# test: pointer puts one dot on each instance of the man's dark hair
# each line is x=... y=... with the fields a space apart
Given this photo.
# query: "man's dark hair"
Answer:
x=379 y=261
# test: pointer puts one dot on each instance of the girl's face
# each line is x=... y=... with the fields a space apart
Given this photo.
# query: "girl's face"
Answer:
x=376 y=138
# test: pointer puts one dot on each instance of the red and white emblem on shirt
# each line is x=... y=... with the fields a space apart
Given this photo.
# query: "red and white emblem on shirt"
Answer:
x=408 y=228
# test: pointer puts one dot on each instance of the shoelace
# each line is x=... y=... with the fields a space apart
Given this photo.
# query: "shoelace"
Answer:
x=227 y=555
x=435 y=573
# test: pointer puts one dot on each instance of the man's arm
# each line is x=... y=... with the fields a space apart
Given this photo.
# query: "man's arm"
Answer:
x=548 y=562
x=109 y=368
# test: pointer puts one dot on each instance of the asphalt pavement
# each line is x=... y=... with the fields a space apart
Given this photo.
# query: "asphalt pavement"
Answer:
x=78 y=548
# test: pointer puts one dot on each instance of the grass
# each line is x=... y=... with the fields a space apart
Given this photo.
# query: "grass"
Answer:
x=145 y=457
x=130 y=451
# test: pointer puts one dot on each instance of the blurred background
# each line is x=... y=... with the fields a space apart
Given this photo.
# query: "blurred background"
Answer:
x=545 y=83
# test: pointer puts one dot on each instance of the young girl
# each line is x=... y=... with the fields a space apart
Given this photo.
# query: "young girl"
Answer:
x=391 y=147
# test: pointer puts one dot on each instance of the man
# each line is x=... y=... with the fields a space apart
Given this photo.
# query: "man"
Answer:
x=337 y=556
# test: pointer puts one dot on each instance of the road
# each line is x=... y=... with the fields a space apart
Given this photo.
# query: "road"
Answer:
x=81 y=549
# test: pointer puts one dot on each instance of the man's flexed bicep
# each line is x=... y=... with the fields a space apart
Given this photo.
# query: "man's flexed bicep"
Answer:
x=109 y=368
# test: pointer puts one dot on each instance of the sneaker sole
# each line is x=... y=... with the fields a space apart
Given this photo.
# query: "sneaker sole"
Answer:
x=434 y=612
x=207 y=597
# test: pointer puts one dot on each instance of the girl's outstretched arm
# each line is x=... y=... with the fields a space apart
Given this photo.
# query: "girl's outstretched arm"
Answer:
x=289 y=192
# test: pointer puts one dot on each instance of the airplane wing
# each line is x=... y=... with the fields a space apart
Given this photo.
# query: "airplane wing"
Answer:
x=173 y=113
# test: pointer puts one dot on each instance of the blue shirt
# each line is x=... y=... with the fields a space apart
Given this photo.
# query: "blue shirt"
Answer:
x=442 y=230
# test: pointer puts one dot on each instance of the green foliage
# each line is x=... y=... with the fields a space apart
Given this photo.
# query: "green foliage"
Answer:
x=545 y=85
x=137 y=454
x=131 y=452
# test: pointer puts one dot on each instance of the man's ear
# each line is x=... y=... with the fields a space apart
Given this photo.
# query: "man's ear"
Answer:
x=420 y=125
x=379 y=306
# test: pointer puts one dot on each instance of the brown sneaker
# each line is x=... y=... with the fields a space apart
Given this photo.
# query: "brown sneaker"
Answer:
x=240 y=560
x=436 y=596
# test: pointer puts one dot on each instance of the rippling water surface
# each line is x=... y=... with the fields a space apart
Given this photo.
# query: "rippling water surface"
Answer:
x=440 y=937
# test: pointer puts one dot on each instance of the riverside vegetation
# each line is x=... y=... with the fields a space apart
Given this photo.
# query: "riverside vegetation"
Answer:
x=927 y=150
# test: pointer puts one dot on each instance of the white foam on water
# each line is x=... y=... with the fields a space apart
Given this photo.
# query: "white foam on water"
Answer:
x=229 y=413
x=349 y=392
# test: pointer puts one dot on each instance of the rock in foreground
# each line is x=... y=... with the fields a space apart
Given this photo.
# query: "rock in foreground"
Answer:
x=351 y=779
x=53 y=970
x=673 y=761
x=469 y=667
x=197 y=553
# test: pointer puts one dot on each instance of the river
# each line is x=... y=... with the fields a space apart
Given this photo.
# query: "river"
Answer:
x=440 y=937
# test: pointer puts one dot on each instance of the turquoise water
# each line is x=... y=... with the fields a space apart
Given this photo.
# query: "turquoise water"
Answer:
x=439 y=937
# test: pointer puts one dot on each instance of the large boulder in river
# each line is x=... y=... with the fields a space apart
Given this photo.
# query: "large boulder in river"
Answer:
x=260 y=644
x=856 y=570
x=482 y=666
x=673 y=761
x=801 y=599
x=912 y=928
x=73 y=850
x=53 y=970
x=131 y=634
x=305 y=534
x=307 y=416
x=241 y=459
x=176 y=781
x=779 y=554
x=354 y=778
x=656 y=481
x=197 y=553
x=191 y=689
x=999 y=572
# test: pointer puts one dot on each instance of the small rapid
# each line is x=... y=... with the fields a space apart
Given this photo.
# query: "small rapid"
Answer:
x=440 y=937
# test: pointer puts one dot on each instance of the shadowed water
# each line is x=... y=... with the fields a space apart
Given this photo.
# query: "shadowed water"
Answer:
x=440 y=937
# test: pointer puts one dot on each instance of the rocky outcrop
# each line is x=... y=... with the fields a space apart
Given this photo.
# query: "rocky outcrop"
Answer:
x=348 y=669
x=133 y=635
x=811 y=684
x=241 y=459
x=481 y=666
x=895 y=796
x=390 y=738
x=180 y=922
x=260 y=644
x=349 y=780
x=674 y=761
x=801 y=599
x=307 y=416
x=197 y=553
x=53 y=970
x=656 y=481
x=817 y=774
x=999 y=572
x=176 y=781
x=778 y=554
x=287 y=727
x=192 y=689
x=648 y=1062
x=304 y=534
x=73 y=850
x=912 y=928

EXERCISE DETAILS
Copy every row above word for word, leaving each line unchanged.

OUTPUT OF THE EXERCISE
# test: pointer puts one dot on each instance of the man's dark hair
# each line is x=... y=... with the fields a space apart
Given this photo.
# query: "man's dark hair"
Answer:
x=379 y=261
# test: pointer puts one dot on each instance of the girl's face
# each line is x=... y=... with the fields a space apart
Given this photo.
# query: "girl's face"
Answer:
x=376 y=138
# test: pointer puts one dot on each instance of the red and white emblem on shirt
# each line is x=... y=... with the fields a space apart
Given this photo.
# query: "red and white emblem on shirt"
Answer:
x=408 y=228
# test: pointer puts one dot on each instance of the shoelace
# each line is x=... y=... with the fields a space apart
Given this photo.
# query: "shoelace"
Answer:
x=227 y=555
x=435 y=573
# test: pointer puts one dot on each instance of the man's arm
# each line is x=... y=... with the fields a space apart
Given this photo.
# query: "man's arm"
Answer:
x=548 y=562
x=109 y=368
# test: pointer puts one dot on each instance of the asphalt pavement
# each line is x=... y=... with the fields a space apart
Given this photo.
# query: "asphalt pavement"
Answer:
x=78 y=548
# test: pointer puts one dot on each instance of the grass
# each line is x=... y=... with the fields a space apart
Given this photo.
# query: "grass"
Answer:
x=145 y=457
x=130 y=451
# test: pointer puts one dot on each instance of the blurred background
# each line is x=... y=... with the fields a space apart
Given this photo.
# query: "blurred background"
Answer:
x=545 y=83
# test: pointer puts one dot on each instance of the young girl
# each line is x=... y=... with the fields a space apart
Given this photo.
# query: "young girl"
Answer:
x=391 y=147
# test: pointer puts one dot on each instance of the man
# each line is x=... y=... with the fields a space apart
Given this photo.
# query: "man"
Answer:
x=337 y=556
# test: pointer puts one dot on each instance of the road
# each line is x=... y=... with the fields a space apart
Given this photo.
# query: "road"
Answer:
x=81 y=549
# test: pointer puts one dot on each instance of the man's flexed bicep
# each line is x=... y=... with the fields a space apart
Given this photo.
# query: "man's flexed bicep"
Answer:
x=109 y=368
# test: pointer puts one dot on each instance of the sneaker sole
# each line is x=... y=... with the fields a space apart
Given this photo.
# query: "sneaker sole"
Answer:
x=434 y=612
x=207 y=597
# test: pointer puts one dot on each instance of the girl's outstretched arm
# each line is x=... y=... with the fields a space apart
Given this photo.
# query: "girl's outstretched arm"
Answer:
x=289 y=192
# test: pointer puts one dot on each instance of the airplane wing
# each line is x=... y=... with the fields a space apart
Given this photo.
# query: "airplane wing"
Answer:
x=173 y=113
# test: pointer puts one dot on each instance of the blue shirt
# each line is x=... y=... with the fields a space apart
Given this photo.
# query: "blue shirt"
Answer:
x=442 y=230
# test: pointer puts one dot on each instance of the green foliage
# each line is x=... y=... with the fields a space apart
Given this photo.
# query: "green foliage"
Answer:
x=545 y=85
x=137 y=454
x=131 y=452
# test: pointer puts one dot on each instance of the man's ear
# each line is x=... y=... with the fields a space apart
Given this photo.
# query: "man's ear"
Answer:
x=420 y=125
x=379 y=306
# test: pointer puts one dot on each instance of the brown sneaker
# each line is x=... y=... with the fields a space apart
Given this photo.
# query: "brown sneaker"
Answer:
x=240 y=560
x=436 y=596
# test: pointer puts one dot on each instance of the rippling water surface
# each line is x=... y=... with the fields a space apart
Given this photo.
# query: "rippling water surface"
Answer:
x=440 y=937
# test: pointer puts one dot on each instance of the riverside vegetation
# each line is x=... y=... with the fields a space apart
Given this photo.
# query: "riverside vegetation"
Answer:
x=927 y=150
# test: pointer puts one dot on each instance of the white foam on water
# each line is x=... y=... with the fields a space apart
Given this photo.
# query: "white foam on water"
Answer:
x=229 y=413
x=349 y=392
# test: pointer puts one dot on each instance of the rock in foreground
# each line is x=... y=... with the fields a space apart
Given this photo.
# query: "rock in foreground"
Answer:
x=351 y=779
x=53 y=970
x=673 y=761
x=469 y=667
x=197 y=553
# test: pointer puts one dot on each instance of the river
# each line is x=... y=... with the fields a space apart
Given this photo.
# query: "river"
Answer:
x=440 y=937
# test: pointer puts one dot on each instance of the turquoise water
# each line is x=... y=... with the fields a space apart
Given this photo.
# query: "turquoise water"
Answer:
x=439 y=937
# test: pointer puts one dot on each instance of the large boulder in river
# each line is x=... y=... with the fields a space apart
Given this photo.
# query: "large boulder in river"
Answer:
x=260 y=644
x=856 y=570
x=482 y=666
x=673 y=761
x=801 y=599
x=912 y=928
x=73 y=850
x=53 y=970
x=131 y=634
x=305 y=534
x=307 y=416
x=241 y=459
x=176 y=781
x=779 y=554
x=354 y=778
x=656 y=481
x=197 y=553
x=191 y=689
x=999 y=572
# test: pointer puts one dot on each instance of the small rapid
# each line is x=... y=... with the fields a space apart
Given this photo.
# query: "small rapid"
Answer:
x=440 y=937
# test: pointer puts one dot on each instance of the shadowed water
# each line is x=... y=... with the fields a space apart
Given this photo.
# query: "shadowed water"
Answer:
x=440 y=937
# test: pointer puts one dot on each instance of the rocky outcrop
# each line is x=... y=... with the fields a space apart
Given this photo.
# query: "rocky outcrop"
Answer:
x=348 y=669
x=133 y=635
x=811 y=684
x=241 y=459
x=481 y=666
x=895 y=796
x=390 y=738
x=180 y=922
x=260 y=644
x=349 y=780
x=674 y=761
x=801 y=599
x=307 y=416
x=197 y=553
x=53 y=970
x=656 y=481
x=817 y=774
x=999 y=572
x=176 y=781
x=778 y=554
x=287 y=727
x=192 y=689
x=648 y=1062
x=304 y=534
x=73 y=850
x=912 y=928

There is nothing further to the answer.